_Work instructions_: Write the data out again exactly and in full.

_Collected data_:
········

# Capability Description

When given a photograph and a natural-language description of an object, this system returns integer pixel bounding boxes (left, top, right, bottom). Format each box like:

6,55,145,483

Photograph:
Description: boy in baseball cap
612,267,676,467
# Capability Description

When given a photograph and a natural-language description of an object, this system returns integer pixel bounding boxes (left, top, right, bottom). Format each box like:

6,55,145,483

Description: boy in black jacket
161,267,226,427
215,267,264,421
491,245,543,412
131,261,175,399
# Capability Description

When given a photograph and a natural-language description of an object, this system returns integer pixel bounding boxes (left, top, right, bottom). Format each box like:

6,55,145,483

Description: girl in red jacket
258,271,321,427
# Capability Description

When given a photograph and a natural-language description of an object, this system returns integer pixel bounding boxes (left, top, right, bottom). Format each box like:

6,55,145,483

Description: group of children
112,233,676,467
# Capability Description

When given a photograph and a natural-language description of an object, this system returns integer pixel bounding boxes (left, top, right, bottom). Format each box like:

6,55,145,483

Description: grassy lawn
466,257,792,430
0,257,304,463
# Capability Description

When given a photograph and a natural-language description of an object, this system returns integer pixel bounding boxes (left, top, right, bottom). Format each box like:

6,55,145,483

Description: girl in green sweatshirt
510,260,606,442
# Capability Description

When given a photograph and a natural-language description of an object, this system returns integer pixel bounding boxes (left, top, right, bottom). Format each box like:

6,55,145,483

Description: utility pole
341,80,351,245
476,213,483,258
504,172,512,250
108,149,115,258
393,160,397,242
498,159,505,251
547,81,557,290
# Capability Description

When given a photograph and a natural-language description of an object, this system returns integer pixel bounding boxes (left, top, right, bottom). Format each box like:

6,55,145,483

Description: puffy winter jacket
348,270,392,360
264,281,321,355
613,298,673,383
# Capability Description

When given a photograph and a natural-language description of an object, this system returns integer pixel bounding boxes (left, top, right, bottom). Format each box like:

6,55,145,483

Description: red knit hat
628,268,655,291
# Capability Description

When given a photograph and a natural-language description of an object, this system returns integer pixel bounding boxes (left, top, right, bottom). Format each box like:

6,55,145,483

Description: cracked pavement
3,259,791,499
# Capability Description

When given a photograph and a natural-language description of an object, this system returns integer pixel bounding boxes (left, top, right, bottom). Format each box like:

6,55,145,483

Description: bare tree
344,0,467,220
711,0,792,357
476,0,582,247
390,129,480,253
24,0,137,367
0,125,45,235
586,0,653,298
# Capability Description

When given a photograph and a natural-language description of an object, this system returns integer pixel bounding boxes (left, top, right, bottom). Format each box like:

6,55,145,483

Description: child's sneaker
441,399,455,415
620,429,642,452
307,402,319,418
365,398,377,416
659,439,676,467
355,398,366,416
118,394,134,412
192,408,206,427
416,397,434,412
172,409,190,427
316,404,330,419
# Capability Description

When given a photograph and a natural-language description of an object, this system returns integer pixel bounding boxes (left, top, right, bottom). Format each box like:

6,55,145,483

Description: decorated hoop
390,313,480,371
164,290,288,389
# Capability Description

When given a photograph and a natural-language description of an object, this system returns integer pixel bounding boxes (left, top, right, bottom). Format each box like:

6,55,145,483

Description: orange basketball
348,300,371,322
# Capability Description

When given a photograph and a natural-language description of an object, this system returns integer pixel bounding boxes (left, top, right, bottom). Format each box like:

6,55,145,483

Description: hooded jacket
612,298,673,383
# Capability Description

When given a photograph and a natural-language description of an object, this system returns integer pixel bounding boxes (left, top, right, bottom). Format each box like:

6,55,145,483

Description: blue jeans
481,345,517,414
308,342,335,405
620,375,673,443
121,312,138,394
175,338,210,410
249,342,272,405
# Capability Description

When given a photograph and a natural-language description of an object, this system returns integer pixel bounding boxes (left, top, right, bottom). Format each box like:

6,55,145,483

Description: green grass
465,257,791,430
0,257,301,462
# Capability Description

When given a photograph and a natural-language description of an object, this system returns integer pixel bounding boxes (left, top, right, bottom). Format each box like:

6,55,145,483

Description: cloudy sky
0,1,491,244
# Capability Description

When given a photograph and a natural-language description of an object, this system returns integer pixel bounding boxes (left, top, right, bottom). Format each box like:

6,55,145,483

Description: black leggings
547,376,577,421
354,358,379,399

········

_Output of the exercise_:
# Capability Description

When given a photograph and a natural-language description of an object, this system returns integer pixel bounding boxes (left, top, right, bottom). Format each box like:

6,55,145,483

Photograph:
Description: boy in baseball cap
612,267,676,467
# Capability Description

When given a photograph and a natural-language description of an object, this system returns integer pixel bounding boxes (left, top, right, bottom). Format each box like:

6,55,145,483

Description: boy in black jacket
161,267,226,427
215,267,264,421
491,245,543,412
131,261,175,399
# Capability Description

When given a photograph and a natural-language description of an object, this system returns integer pixel bounding boxes (left, top, right, bottom). Format each box like:

6,55,145,483

Description: girl in red jacket
258,271,321,427
# Capability Description

When given a photograph and a natural-language description of an object, this system returns integer pixel bounding boxes (left, top, right, bottom). Format each box like:

6,55,145,483

Description: group of children
112,233,676,467
# Capability Description

When given a photograph and a natural-language description of an object, this system returns integer pixel bounding boxes (left, top, right, bottom). Format each box like:

6,55,145,483

Description: grassy lawn
466,257,792,430
0,257,304,463
# Capability Description

When given a photograph and a natural-language description of an object, this system returns integer pixel bounding boxes (left, top, right, bottom). Format each box like:

6,55,145,483

Description: girl in green sweatshirt
510,260,606,442
# Capability Description

When given a photograph and a natural-language description of an object, this system returns integer pixel bounding boxes (left, top, right, bottom). Format each box like:

6,55,145,483

Description: utility pole
341,80,351,245
476,213,483,258
504,172,512,250
108,149,115,258
393,160,397,242
498,159,505,251
547,81,557,290
# Capability Description

When given a photograph and a natural-language description of an object, this system returns integer pixel bounding boxes (left, top, right, bottom). Format each box like:

6,55,145,483

Description: puffy winter jacket
348,270,392,360
264,281,321,355
613,298,673,383
# Capability Description

When given a photograph and a natural-language description of an object, this system returns integer pixel bounding boxes (left, top, right, bottom). Format each box like:

6,55,145,483

Description: red knit hat
628,268,655,291
# Capability Description

When given a photograph and a natural-language description of an object, this system returns integer pixel bounding boxes (left, top, right, bottom). Format each box like:

6,55,145,483

Description: cracked pavement
3,259,791,499
# Capability Description

When given a photograph and a natural-language description of an object, this system returns integer pixel bounding boxes (left, top, right, bottom). Format each box like:

6,55,145,483

Description: bare tree
344,0,467,220
711,0,792,357
476,0,582,247
390,129,480,253
24,0,137,367
0,125,45,235
586,0,653,298
# Capability Description

When given a photograph and a natural-language description of an object, this system returns integer pixel bounding boxes (left, top, right, bottom). Format each box like:

6,55,145,483

Description: child's sneaker
441,399,455,415
620,429,642,452
307,402,319,418
365,398,377,416
659,439,676,467
355,398,366,416
118,394,134,412
192,408,206,427
416,397,434,412
172,409,190,427
316,404,330,419
# Capability Description

When given a photograph and a natural-language description of an object, this system returns integer pixel bounding boxes (left, top, right, bottom). Format each box like:

6,55,145,483

Description: decorated hoop
390,313,480,371
164,290,288,389
# Capability Description

When given a photograph and a natural-language description of an object, this system returns integer pixel bounding boxes (left, top, right, bottom). Format each box like:

6,55,145,483

Description: orange basketball
348,300,371,322
# Capability Description

When given a photograph and a natural-language description of an object, this system returns integer pixel bounding boxes (left, top, right, bottom). Format each box like:

6,55,145,483

Description: hooded jacket
612,298,673,383
# Capability Description

When given a photograph and a natural-language description of an object, this system returns integer pixel bounding boxes (left, top, right, bottom). Format each box like:

6,55,145,483

Description: blue jeans
481,345,517,414
308,342,335,405
620,375,673,443
121,312,138,394
175,338,210,410
249,342,272,405
# Capability Description

When given a photograph and a natural-language description of an object, this system returns integer pixel bounding boxes (left, top, right, bottom). Format each box like:

6,55,145,483

Description: green grass
465,257,791,430
0,257,301,462
# Capability Description

When given a photograph and a natural-language description of an object, this system returns integer pixel bounding boxes (left, top, right, bottom). Format each box like:

6,55,145,483

Description: cloudy sky
0,1,491,244
# Capability Description

When given a photograph and a natural-language description of an object, this system returns integer pixel bounding boxes (left, top, right, bottom). Format each box like:

6,55,145,483

Description: black leggings
547,376,577,421
354,358,379,399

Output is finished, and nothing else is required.